Work to complete:
Answer these questions from the text on nationalism and the World Cup below:
1. According to the text, how were the national armies unleashed by the French Revolution gathered?
2. What four things does the text say citizenship no longer reveals about a person?
3. What single incident does the text give as an example that fans refer to?

Extract:
::::
Nations are defined through war.  Phony nations are defined through phony war – namely sports.  And in a time devoid of meaning, a corporate spectacle with flags is the closest the modern world can come to providing most people with a sense of identity.

Most nations are less a creation of peoples than a creation of armies.  The multinational, multilingual monarchies of the Middle Ages slowly transitioned into the national armies unleashed by the French Revolution, who were gathered by conscription to spill the “impure blood” of the foreigners. “Us” and “Them” were determined on the battlefield.

However, the postwar world saw the end of “blood and soil” nationalism in the West. Nations transformed into units of economic competition, vaguely linked by international finance and watery doctrines of “human rights.” Mass immigration further complicates the process, as citizenship no longer reveals anything about a person’s race, religion, cultural heritage, or even language.

Yet nationalism persists – largely because we have nothing else to fall back on. Race is socially unacceptable and religion (at least Christianity) is dead as an organizing force for society. And so even as it is unimaginable that European youth will soon be drafted and sent forth to fight for their country, a rudimentary patriotism is still required to link the masses in the developed world together in a more or less orderly fashion. The flag and some vague concept of “values” usually serves, but underneath, the ghosts of Blut und Boden still linger. And this needs an outlet.

Enter the World Cup. The players sing the anthem of their fatherlands, echoed by hundreds of thousands of screaming fans.  Fans dress in their national colors. The game itself has a kind of mythic quality (outside the United States anyway), as fans will casually speak of games that took place decades ago or even refer to a single incident (like Maradona’s “Hand of God” goal). Rivalries, heroes, and cultures develop in a dull echo of the warlike past.
::::
[Object pointing dataset rows]
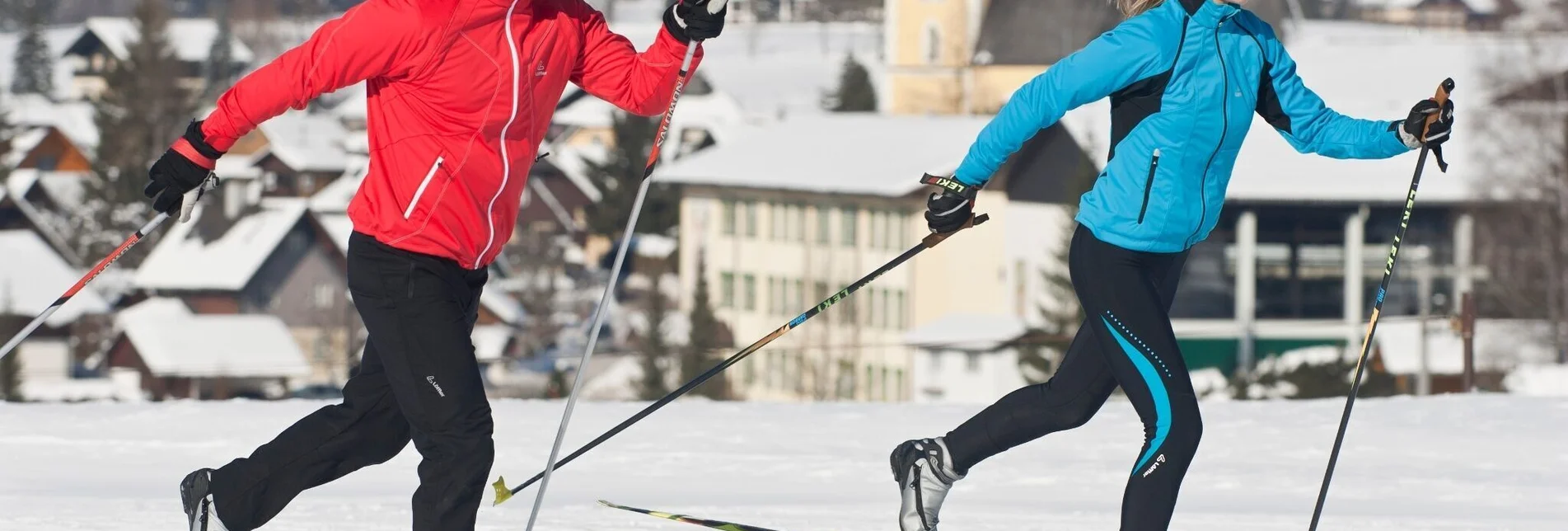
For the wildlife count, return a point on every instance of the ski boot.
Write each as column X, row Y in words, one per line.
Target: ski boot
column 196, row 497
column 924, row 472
::::
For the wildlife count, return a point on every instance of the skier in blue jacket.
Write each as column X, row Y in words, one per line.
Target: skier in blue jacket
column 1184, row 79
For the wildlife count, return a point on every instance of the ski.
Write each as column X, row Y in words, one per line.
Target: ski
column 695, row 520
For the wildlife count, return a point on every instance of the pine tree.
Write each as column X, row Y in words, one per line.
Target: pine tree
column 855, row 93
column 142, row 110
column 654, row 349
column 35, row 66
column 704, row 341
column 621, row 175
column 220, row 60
::::
Task solution:
1. By conscription.
2. A person's race, religion, cultural heritage, or even language.
3. Maradona's "Hand of God" goal.